BEGIN

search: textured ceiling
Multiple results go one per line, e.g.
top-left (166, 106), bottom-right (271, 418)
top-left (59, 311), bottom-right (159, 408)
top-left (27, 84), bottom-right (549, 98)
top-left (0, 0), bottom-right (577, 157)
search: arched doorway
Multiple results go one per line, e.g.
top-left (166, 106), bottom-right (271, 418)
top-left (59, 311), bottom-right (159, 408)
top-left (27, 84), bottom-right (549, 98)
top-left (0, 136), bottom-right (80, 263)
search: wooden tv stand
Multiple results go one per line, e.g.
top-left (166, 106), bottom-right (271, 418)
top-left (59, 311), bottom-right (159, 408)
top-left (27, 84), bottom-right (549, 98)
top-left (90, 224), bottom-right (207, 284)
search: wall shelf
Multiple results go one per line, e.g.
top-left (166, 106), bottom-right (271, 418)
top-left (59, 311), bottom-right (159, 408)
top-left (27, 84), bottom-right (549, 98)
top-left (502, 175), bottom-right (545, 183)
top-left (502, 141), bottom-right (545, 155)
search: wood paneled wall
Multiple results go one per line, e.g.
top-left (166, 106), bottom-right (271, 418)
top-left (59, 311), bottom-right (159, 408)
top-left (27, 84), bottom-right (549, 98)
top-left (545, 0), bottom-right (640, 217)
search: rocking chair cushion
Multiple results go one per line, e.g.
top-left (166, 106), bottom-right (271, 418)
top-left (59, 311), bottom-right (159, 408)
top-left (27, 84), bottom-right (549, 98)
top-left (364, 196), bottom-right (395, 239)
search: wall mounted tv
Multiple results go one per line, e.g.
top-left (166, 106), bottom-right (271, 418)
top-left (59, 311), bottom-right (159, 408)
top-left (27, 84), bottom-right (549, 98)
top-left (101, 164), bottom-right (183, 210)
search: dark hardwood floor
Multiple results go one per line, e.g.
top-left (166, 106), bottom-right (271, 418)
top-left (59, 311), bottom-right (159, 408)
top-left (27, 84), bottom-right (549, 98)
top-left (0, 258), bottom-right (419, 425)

END

Report how many lines in the listing above include the word "search". Give nothing but the number.

8